PROBLEM DESCRIPTION: All of the entries, apart from their pictures, are to be copied verbatim.

(Saved entries)
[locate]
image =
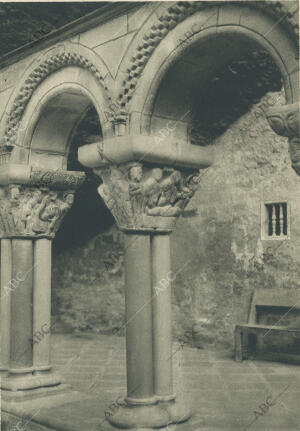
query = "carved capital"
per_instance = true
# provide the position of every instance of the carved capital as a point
(144, 198)
(284, 120)
(31, 212)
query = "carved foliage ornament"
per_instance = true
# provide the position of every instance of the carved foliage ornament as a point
(142, 198)
(57, 178)
(178, 13)
(31, 211)
(285, 121)
(50, 65)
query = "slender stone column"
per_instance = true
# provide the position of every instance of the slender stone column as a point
(6, 286)
(141, 404)
(138, 299)
(162, 277)
(21, 352)
(162, 326)
(146, 199)
(42, 309)
(30, 216)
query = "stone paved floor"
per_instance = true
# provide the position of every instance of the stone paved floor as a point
(224, 394)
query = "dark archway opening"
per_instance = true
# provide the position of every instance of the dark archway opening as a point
(89, 215)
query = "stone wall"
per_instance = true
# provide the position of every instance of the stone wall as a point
(218, 255)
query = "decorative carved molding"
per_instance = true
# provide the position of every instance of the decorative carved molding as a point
(57, 178)
(178, 13)
(30, 212)
(39, 74)
(145, 198)
(285, 121)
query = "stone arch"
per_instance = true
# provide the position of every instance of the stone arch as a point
(44, 109)
(270, 26)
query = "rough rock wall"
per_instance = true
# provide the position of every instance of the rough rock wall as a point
(217, 252)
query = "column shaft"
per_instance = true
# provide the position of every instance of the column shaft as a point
(21, 305)
(138, 300)
(42, 304)
(162, 324)
(6, 279)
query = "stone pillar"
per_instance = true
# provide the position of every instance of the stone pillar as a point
(29, 218)
(6, 277)
(145, 203)
(284, 120)
(145, 200)
(141, 404)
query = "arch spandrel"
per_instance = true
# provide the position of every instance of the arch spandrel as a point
(160, 43)
(71, 73)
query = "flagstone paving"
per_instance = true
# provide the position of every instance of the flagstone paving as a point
(225, 395)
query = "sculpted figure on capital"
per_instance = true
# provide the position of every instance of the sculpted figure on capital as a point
(138, 194)
(30, 211)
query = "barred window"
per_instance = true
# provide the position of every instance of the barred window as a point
(275, 224)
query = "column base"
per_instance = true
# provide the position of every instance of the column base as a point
(129, 416)
(16, 397)
(27, 381)
(178, 410)
(161, 414)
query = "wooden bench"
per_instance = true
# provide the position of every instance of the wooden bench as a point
(285, 306)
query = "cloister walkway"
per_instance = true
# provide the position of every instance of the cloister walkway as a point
(225, 394)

OUTPUT OF THE EXERCISE:
[locate]
image =
query = "carved capital"
per_instance = true
# provide the position of every instance of the carved capital as a point
(144, 198)
(284, 120)
(31, 212)
query = "carved foliage ornament"
per_instance = true
# provide the position of every instance of the carved foliage ornament as a point
(142, 198)
(57, 178)
(178, 13)
(31, 211)
(285, 121)
(50, 65)
query = "slender stone column"
per_instance = true
# provide the position of every instance of the slender stone column as a point
(6, 286)
(141, 404)
(138, 299)
(162, 277)
(21, 352)
(162, 326)
(146, 199)
(42, 309)
(30, 216)
query = "stone paved floor"
per_instance = true
# provide the position of every instance of the stone paved floor as a point
(224, 394)
query = "dark archway opening"
per_instance = true
# provide the position of every instance of the dark archway opening as a point
(89, 215)
query = "stone wall"
per_instance = true
# provide the position of every instance of the stone wall as a point
(218, 255)
query = "decorative carved molding"
per_instance = true
# provide the position of every instance of the decorative carved molding as a point
(57, 178)
(178, 13)
(30, 212)
(39, 74)
(145, 198)
(285, 121)
query = "stone arch"
per_instance = true
# provide the position of every instance of the stone arch as a point
(44, 109)
(270, 26)
query = "rough rock wall"
per_instance = true
# provide the position of every instance of the rough rock wall as a point
(217, 252)
query = "column shaft"
per_instance = true
# provide the position of every instance of the column shaft as a point
(21, 305)
(138, 300)
(42, 304)
(162, 324)
(6, 279)
query = "stone pillar"
per_instance = true
# provide the position of every instance of the stone pillar as a point
(29, 218)
(6, 277)
(145, 203)
(284, 120)
(145, 200)
(141, 404)
query = "arch spandrel"
per_instance = true
# provide the position of every instance of the arch spandrel as a point
(160, 43)
(71, 73)
query = "flagstone paving"
per_instance = true
# provide the position of every instance of the flagstone paving as a point
(225, 395)
query = "sculpted figure on capital"
per_instance = true
# provide the position of every instance of the sculpted figure on capital as a point
(138, 194)
(30, 211)
query = "barred window"
per_instance = true
# provide the position of every instance of the barred window as a point
(275, 224)
query = "column base"
per_instance = true
# provide the position of every instance of the column base as a point
(129, 416)
(16, 397)
(27, 381)
(178, 410)
(161, 414)
query = "wooden bench"
per_instance = true
# provide the position of every instance of the wooden bench as a point
(285, 306)
query = "cloister walkway"
per_instance = true
# provide the position of every instance of the cloister walkway as a point
(225, 394)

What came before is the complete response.